■ Source ■
►

# Marina Del Ray or LA Charter??



## RobGallagher (Aug 22, 2001)

Does anyone have knowledge of a good charter company out of Marina Del Ray or anyplace around LA?? I will be there in October and would like to charter for a week.


----------



## TSOJOURNER (Dec 16, 1999)

Try Multihull Marine in Marina Del Ray.

http://www.multimarine.com/

Good guy with honest opinions. Never chartered with him, but sought his advice before buying a boat and he was spot on.

Dave C., Oregon.


----------



## HurricaneMikey (May 22, 2002)

Hey Rob--

I charter with Seamist Skippers of Marina Del Rey. Great boats and great prices. I love ''em. Got all my ASA courses with them, and have chartered a few times, too. I think their smallest boat is 27 or 28 ft, and they go all the way up to 45 ft. We usually take on of their 36 ft Catalina''s, though.

Mikey

www.seamist-skippers.com


----------



## TSOJOURNER (Dec 16, 1999)

I agree:
Seamist Skippers is in my opinion the most well run and affordable operation going.
I took all my ASA courses with them. Bob one of their instructors was recently voted "ASA Instructor Of The Year".

Suzanne keeps the boats in top shape and the fleet is well rounded for all types of sailing. In fact I''m off to Catalina this weekend on "Ventana" with my kids and looking forward to a great trip on a wonderful yacht.

Give them a calland enjoy.


----------



## JimDavis (Dec 11, 2000)

I have used Marina Sailing in SoCal for about 6 years. Wide variety of boats, some newer, some older. Several locations, including Marina del Rey and Long Beach, Ca. I liked the operation well enough to buy a boat and put it in there charter fleet last year. Check out the web site. marinasailing.com. My boat is in Long Beach, right next to the Queen Mary. She is a 44 foot Beneteau will all the goodies. Equipment, pictures, prices and availability are all on the site. October is one of the best times of year here. Not crowded, but still great weather. Good luck!
Jim Davis, owner, C''Est la Vie


----------



## TSOJOURNER (Dec 16, 1999)

I coudn''t agree more they are great people.


----------



## TSOJOURNER (Dec 16, 1999)

Chartered your boat last weekend. Great trip to Catalina. Boat performed excellently, everything in good shape and well maintained.I just happened to see your posting re: Marina Sail and thought you might appreciate a status report. Best regards.


----------

◄

■ Challenge 1 ■
Count the lines in the rows that contain the string "fish", treating uppercase and lowercase as different. Give only the number.

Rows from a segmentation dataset
►

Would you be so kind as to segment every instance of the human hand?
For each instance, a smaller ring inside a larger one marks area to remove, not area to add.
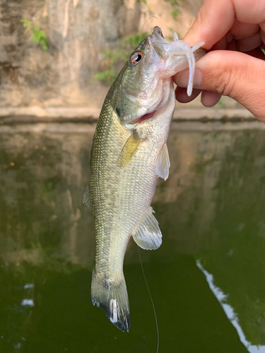
[[[204,0],[184,40],[189,45],[204,42],[209,51],[196,64],[194,91],[186,89],[188,70],[174,77],[176,99],[194,100],[212,107],[228,95],[265,121],[265,1]]]

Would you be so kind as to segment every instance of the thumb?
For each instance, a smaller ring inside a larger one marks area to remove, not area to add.
[[[207,53],[196,64],[194,88],[231,97],[265,121],[265,61],[250,55],[224,50]],[[175,77],[187,87],[188,72]]]

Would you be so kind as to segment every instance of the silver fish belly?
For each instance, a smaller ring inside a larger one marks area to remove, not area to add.
[[[145,249],[155,249],[162,242],[151,203],[158,176],[165,180],[169,174],[167,141],[175,105],[171,76],[188,66],[186,57],[194,60],[197,49],[175,38],[174,54],[176,49],[171,47],[169,52],[168,44],[155,28],[110,89],[94,136],[90,181],[82,200],[95,222],[92,302],[122,331],[130,325],[123,274],[129,240],[133,237]]]

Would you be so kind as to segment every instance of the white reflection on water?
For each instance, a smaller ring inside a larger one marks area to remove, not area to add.
[[[23,299],[21,301],[21,306],[30,306],[30,308],[33,308],[35,304],[33,299]]]
[[[204,270],[204,268],[199,261],[196,261],[196,264],[206,277],[206,281],[208,282],[210,289],[212,291],[216,298],[222,306],[225,315],[237,331],[237,334],[240,337],[240,341],[242,342],[247,349],[249,352],[249,353],[265,353],[265,346],[252,345],[251,343],[247,340],[244,332],[240,327],[237,316],[236,313],[235,313],[234,309],[227,303],[223,303],[223,301],[227,299],[228,296],[225,294],[223,292],[222,292],[222,289],[220,288],[218,288],[218,287],[216,287],[214,285],[213,275]]]

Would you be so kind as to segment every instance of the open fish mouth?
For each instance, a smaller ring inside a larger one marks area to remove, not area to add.
[[[144,115],[142,115],[139,118],[136,118],[132,121],[131,121],[130,124],[131,125],[134,125],[135,124],[140,124],[142,123],[143,121],[145,121],[146,120],[149,120],[153,117],[155,114],[156,113],[157,110],[154,110],[153,112],[151,113],[147,113],[145,114]]]

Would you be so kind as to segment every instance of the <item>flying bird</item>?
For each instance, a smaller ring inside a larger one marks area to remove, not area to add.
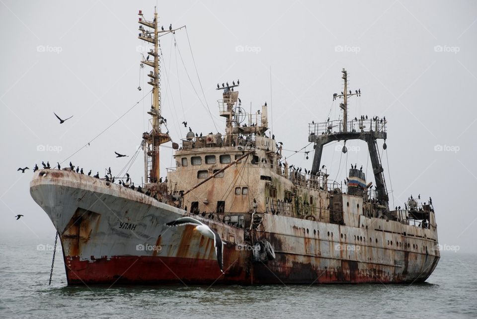
[[[70,119],[71,119],[72,117],[73,117],[73,116],[72,115],[71,116],[70,116],[70,117],[69,117],[69,118],[67,118],[67,119],[65,119],[64,120],[62,120],[61,118],[60,118],[60,117],[59,116],[58,116],[58,115],[56,115],[56,113],[55,113],[55,112],[53,112],[53,114],[55,114],[55,115],[56,116],[57,118],[58,118],[59,120],[60,120],[60,124],[63,124],[63,123],[64,123],[64,122],[65,122],[65,121],[66,121],[67,120],[69,120]]]
[[[215,253],[217,256],[219,267],[222,273],[224,272],[224,262],[222,255],[224,252],[224,245],[222,240],[217,232],[212,229],[200,221],[192,217],[180,217],[166,224],[168,226],[183,226],[185,225],[194,225],[194,230],[197,231],[202,236],[214,239],[214,245],[215,246]]]
[[[122,154],[120,154],[119,153],[118,153],[117,152],[115,152],[114,153],[116,154],[116,158],[128,157],[128,156],[127,156],[127,155],[123,155]]]

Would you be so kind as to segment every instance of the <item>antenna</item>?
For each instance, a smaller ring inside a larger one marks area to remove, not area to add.
[[[336,97],[343,98],[343,103],[339,104],[339,107],[343,110],[343,132],[346,133],[348,132],[348,97],[353,95],[361,96],[361,90],[356,90],[355,93],[352,93],[351,91],[348,92],[348,72],[343,68],[341,70],[341,73],[343,76],[341,79],[344,82],[344,91],[340,94],[333,94],[333,99],[334,100]]]

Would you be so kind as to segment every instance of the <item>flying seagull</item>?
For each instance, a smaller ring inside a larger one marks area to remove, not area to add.
[[[60,117],[59,117],[59,116],[58,116],[58,115],[56,115],[56,113],[55,113],[55,112],[53,112],[53,114],[55,114],[55,115],[56,116],[56,117],[57,117],[59,120],[60,120],[60,124],[63,124],[63,122],[64,122],[65,121],[66,121],[67,120],[69,120],[70,119],[71,119],[72,117],[73,117],[73,116],[72,115],[71,116],[70,116],[70,117],[69,117],[69,118],[67,118],[67,119],[65,119],[64,120],[62,120],[61,118],[60,118]]]
[[[118,153],[117,152],[115,152],[114,153],[116,154],[116,158],[128,157],[128,156],[127,156],[127,155],[123,155],[122,154],[120,154],[119,153]]]
[[[222,254],[224,252],[224,246],[222,240],[217,232],[212,229],[200,221],[192,217],[180,217],[175,221],[166,224],[168,226],[183,226],[184,225],[195,225],[194,230],[198,231],[203,236],[214,239],[214,245],[215,246],[215,253],[217,256],[217,262],[219,267],[222,273],[224,272],[224,262],[222,260]]]

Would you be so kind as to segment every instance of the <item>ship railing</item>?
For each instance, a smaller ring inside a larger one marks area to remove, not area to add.
[[[375,117],[368,119],[353,119],[347,121],[347,132],[386,132],[387,121],[384,118]],[[343,131],[343,120],[335,120],[328,122],[311,123],[308,124],[308,134],[312,135],[330,134]]]
[[[271,200],[267,204],[267,212],[320,222],[336,222],[342,219],[342,212],[317,207],[308,202],[299,203],[293,198]]]
[[[281,175],[285,175],[284,168],[280,169],[280,171]],[[317,176],[309,173],[303,173],[293,168],[289,168],[288,174],[285,176],[288,176],[288,179],[297,186],[312,189],[324,189],[325,183],[323,175]]]
[[[237,102],[234,102],[232,98],[222,98],[217,100],[219,103],[219,111],[222,113],[230,112],[231,108],[237,105]],[[229,106],[230,105],[230,106]]]

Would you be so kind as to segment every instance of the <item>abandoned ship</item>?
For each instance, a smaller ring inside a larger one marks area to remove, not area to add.
[[[225,132],[198,136],[190,130],[181,145],[173,143],[175,167],[163,181],[160,147],[171,140],[161,115],[159,39],[177,29],[160,28],[157,12],[147,20],[140,11],[139,23],[139,39],[154,46],[141,61],[152,68],[152,129],[142,136],[147,182],[137,189],[125,174],[116,176],[118,184],[44,168],[30,183],[32,197],[57,230],[69,285],[426,280],[440,256],[433,206],[410,198],[405,209],[390,208],[379,154],[386,148],[387,120],[348,120],[348,99],[361,91],[348,91],[346,70],[344,89],[333,97],[342,118],[309,125],[311,169],[302,172],[282,157],[269,133],[266,103],[246,112],[238,81],[217,89]],[[328,178],[323,147],[344,141],[346,153],[349,140],[367,144],[374,183],[356,165],[344,185]],[[220,235],[223,273],[213,239],[192,226],[165,225],[184,216]]]

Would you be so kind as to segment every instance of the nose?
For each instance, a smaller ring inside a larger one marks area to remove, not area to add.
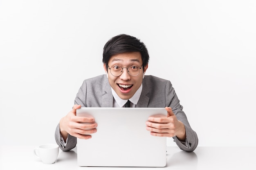
[[[128,73],[128,68],[124,68],[122,74],[119,76],[119,77],[124,80],[128,80],[130,79],[130,76]]]

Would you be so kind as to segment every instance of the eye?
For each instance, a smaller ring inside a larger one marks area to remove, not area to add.
[[[132,70],[137,70],[139,69],[139,66],[132,66],[130,68]]]
[[[114,70],[120,70],[121,69],[121,67],[119,66],[114,66],[112,67]]]

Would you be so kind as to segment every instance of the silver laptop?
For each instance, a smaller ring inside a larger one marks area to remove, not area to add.
[[[164,167],[166,137],[146,129],[150,116],[166,117],[164,108],[82,108],[76,116],[93,117],[98,124],[92,139],[77,138],[81,166]]]

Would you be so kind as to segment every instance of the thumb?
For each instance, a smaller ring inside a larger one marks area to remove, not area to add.
[[[72,108],[72,112],[74,115],[76,115],[76,109],[81,108],[81,105],[78,105],[77,104],[75,104]]]
[[[174,115],[172,108],[170,107],[166,107],[165,110],[167,111],[167,117]]]

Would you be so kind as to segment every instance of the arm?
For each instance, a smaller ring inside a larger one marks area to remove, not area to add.
[[[166,84],[165,95],[166,104],[168,106],[166,108],[167,117],[157,119],[150,117],[151,119],[147,122],[149,125],[147,125],[147,129],[153,135],[173,137],[181,149],[192,152],[198,144],[197,135],[191,128],[170,81]]]
[[[76,146],[76,138],[87,139],[90,139],[91,136],[88,134],[96,132],[96,123],[91,124],[85,124],[81,122],[94,122],[94,119],[76,116],[76,109],[80,108],[81,105],[75,104],[72,110],[65,116],[61,119],[55,131],[55,139],[60,148],[64,151],[69,150]],[[68,138],[68,142],[67,146],[63,147],[61,141],[61,135],[64,141],[67,141]]]

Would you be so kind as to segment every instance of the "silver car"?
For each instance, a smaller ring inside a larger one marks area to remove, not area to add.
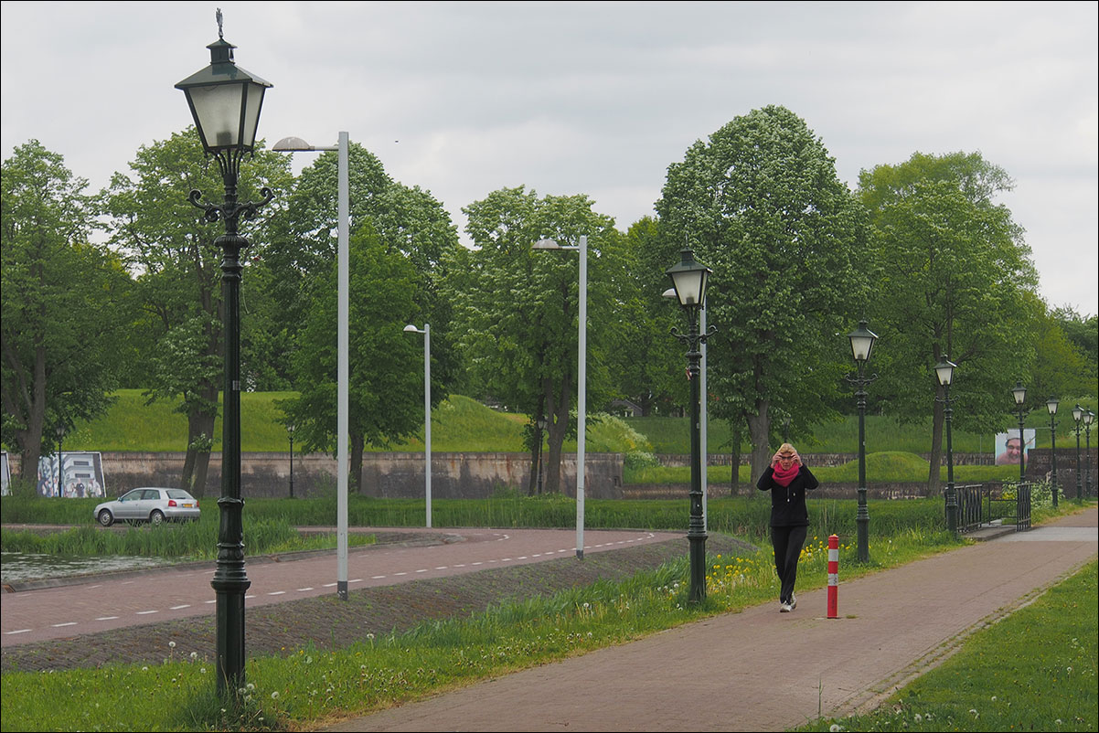
[[[197,520],[199,500],[182,489],[141,488],[97,506],[95,517],[103,526],[114,522],[148,522],[156,526],[166,521]]]

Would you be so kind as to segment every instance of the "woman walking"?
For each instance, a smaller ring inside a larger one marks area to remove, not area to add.
[[[789,443],[782,443],[770,459],[770,467],[756,482],[761,491],[770,491],[770,543],[775,548],[775,569],[781,588],[778,595],[781,613],[789,613],[798,606],[793,597],[793,582],[798,577],[798,557],[809,532],[809,510],[806,491],[820,486],[820,481],[801,456]]]

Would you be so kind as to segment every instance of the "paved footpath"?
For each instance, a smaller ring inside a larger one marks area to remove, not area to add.
[[[521,671],[332,731],[781,731],[877,704],[1096,556],[1097,510]],[[870,547],[872,556],[886,552]]]
[[[333,532],[335,530],[333,529]],[[576,551],[569,530],[371,527],[410,534],[413,542],[357,548],[347,557],[351,590],[421,578],[526,565]],[[682,536],[645,530],[589,530],[585,554],[610,552]],[[248,557],[248,608],[335,592],[335,552],[306,553],[304,559]],[[98,577],[12,584],[0,593],[0,647],[75,634],[98,633],[214,612],[212,562]]]

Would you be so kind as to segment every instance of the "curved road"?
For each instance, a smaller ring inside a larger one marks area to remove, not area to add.
[[[347,556],[349,590],[570,557],[576,552],[574,530],[370,527],[368,531],[408,533],[415,541],[352,549]],[[587,530],[584,552],[607,552],[682,536],[642,530]],[[335,551],[311,553],[298,559],[248,557],[246,563],[252,581],[245,596],[246,608],[336,592]],[[0,593],[0,646],[212,614],[213,573],[214,563],[210,560]]]

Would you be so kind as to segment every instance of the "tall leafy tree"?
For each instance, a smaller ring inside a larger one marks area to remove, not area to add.
[[[634,222],[622,244],[621,270],[629,276],[619,287],[614,321],[607,324],[607,358],[617,390],[648,415],[658,406],[667,409],[681,392],[682,348],[668,337],[680,315],[664,297],[664,270],[675,260],[660,258],[659,226],[651,216]]]
[[[411,259],[389,249],[369,221],[351,237],[348,265],[349,484],[358,491],[365,447],[384,447],[423,426],[423,380],[415,369],[423,345],[403,331],[422,319],[422,281]],[[330,263],[314,281],[293,356],[300,397],[282,406],[306,451],[334,451],[337,444],[336,277],[336,264]],[[434,370],[432,381],[437,404],[444,391]]]
[[[524,187],[500,189],[464,210],[477,248],[463,256],[447,293],[460,322],[470,379],[508,406],[547,421],[545,490],[560,490],[565,437],[575,431],[578,381],[577,257],[535,252],[544,237],[575,245],[588,236],[587,393],[598,404],[609,392],[607,334],[621,281],[620,236],[588,197],[539,198]],[[535,457],[532,453],[532,464]]]
[[[337,174],[334,152],[321,154],[301,171],[274,222],[271,246],[262,253],[260,277],[274,295],[273,329],[266,334],[273,360],[292,362],[298,330],[313,308],[313,285],[336,260]],[[439,373],[445,390],[458,368],[451,345],[451,304],[439,297],[439,284],[446,277],[448,255],[460,247],[457,230],[429,191],[393,180],[381,160],[356,143],[348,147],[347,174],[352,226],[369,221],[382,245],[402,253],[415,269],[418,304],[421,318],[431,323],[432,360],[437,362],[432,376]]]
[[[859,176],[878,265],[875,360],[888,409],[901,420],[933,413],[929,484],[939,486],[944,420],[939,359],[958,365],[951,390],[961,427],[993,430],[1004,396],[1030,370],[1036,274],[1022,229],[996,201],[1008,174],[979,153],[915,153]]]
[[[864,295],[865,218],[821,140],[775,105],[691,145],[668,166],[656,211],[663,260],[687,244],[713,269],[711,414],[747,429],[759,476],[776,414],[801,417],[795,424],[834,414],[828,397],[846,366],[835,334]]]
[[[286,156],[258,151],[242,167],[238,193],[242,201],[259,200],[267,186],[277,193],[289,188]],[[213,244],[219,232],[206,222],[201,210],[188,200],[198,189],[211,200],[221,200],[223,184],[217,165],[203,156],[193,129],[143,145],[127,173],[116,173],[101,195],[109,216],[111,243],[123,252],[137,273],[137,288],[146,314],[145,327],[155,338],[147,374],[151,399],[180,398],[187,415],[187,458],[181,486],[196,496],[206,489],[210,451],[218,436],[218,415],[223,358],[221,333],[221,259]],[[244,234],[254,259],[265,248],[265,225],[280,202],[260,210]],[[254,333],[249,313],[266,291],[249,287],[248,267],[242,287],[242,376],[246,387],[257,386],[249,367],[256,358],[251,347]],[[251,376],[249,376],[251,375]]]
[[[87,181],[35,140],[3,162],[2,437],[24,478],[71,427],[109,404],[126,352],[131,281],[88,242]]]

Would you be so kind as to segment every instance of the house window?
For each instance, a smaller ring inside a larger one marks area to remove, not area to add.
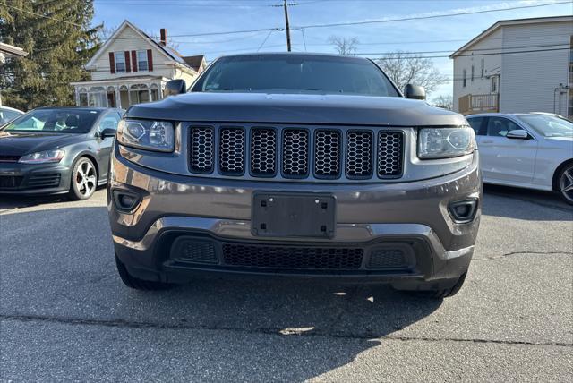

◄

■ Challenge 2 ■
Copy out the charter thread word for word, from "Good guy with" to "ft Catalina''s, though.".

■ Task solution 1 ■
2

■ Task solution 2 ■
Good guy with honest opinions. Never chartered with him, but sought his advice before buying a boat and he was spot on.

Dave C., Oregon.


----------



## HurricaneMikey (May 22, 2002)

Hey Rob--

I charter with Seamist Skippers of Marina Del Rey. Great boats and great prices. I love ''em. Got all my ASA courses with them, and have chartered a few times, too. I think their smallest boat is 27 or 28 ft, and they go all the way up to 45 ft. We usually take on of their 36 ft Catalina''s, though.